**Task material:**
══════
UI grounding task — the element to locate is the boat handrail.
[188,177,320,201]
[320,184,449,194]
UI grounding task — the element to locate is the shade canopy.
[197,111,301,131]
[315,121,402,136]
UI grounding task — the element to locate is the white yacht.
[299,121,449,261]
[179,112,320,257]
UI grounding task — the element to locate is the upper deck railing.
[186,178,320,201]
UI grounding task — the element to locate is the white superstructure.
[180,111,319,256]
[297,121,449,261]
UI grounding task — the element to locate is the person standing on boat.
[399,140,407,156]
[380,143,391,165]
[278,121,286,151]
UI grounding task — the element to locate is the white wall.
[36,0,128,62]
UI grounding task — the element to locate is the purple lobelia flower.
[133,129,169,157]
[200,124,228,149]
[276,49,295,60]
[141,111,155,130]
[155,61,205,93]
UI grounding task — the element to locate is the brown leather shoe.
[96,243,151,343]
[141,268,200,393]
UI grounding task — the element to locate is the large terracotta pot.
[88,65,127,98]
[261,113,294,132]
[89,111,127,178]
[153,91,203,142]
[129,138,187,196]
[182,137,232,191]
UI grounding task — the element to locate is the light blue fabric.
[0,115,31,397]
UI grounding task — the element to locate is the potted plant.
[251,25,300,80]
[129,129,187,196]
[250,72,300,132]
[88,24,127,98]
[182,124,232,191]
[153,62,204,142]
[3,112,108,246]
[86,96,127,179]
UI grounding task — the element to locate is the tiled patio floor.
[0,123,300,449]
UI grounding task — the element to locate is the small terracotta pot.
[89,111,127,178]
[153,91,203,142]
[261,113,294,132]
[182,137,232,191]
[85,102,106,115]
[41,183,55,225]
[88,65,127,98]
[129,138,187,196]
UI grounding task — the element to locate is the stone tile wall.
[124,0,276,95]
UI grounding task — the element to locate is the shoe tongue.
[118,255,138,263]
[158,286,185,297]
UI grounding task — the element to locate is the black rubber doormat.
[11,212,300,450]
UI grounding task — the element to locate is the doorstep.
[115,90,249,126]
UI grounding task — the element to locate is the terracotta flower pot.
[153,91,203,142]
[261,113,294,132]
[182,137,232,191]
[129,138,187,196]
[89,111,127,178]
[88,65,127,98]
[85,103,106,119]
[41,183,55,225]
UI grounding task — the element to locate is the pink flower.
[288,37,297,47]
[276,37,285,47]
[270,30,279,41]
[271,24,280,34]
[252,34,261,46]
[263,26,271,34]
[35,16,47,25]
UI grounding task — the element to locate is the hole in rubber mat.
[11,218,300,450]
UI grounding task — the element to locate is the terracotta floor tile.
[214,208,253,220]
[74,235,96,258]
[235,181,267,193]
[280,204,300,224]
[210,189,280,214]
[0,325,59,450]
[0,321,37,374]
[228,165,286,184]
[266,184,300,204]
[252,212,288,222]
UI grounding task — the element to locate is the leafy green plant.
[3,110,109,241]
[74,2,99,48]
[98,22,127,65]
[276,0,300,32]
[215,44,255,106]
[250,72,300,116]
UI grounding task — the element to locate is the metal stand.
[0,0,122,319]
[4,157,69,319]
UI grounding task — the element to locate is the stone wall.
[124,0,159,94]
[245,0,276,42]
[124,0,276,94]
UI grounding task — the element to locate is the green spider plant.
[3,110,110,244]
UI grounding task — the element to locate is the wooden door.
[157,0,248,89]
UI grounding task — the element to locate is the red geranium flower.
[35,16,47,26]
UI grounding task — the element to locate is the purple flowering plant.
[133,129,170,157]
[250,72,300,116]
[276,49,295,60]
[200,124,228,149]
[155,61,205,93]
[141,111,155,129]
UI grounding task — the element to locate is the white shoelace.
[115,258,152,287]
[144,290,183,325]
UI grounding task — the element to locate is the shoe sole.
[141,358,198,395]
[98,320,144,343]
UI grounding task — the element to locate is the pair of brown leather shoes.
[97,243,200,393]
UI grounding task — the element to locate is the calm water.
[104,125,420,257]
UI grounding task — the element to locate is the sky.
══════
Reproduce verbatim the lines of the listing that run from the one containing "UI grounding task — the element to locate is the calm" through the end of the listing, inclusive.

**Response:**
UI grounding task — the element to locate is the calm water.
[104,125,420,257]
UI grounding task — the element to locate is the sky.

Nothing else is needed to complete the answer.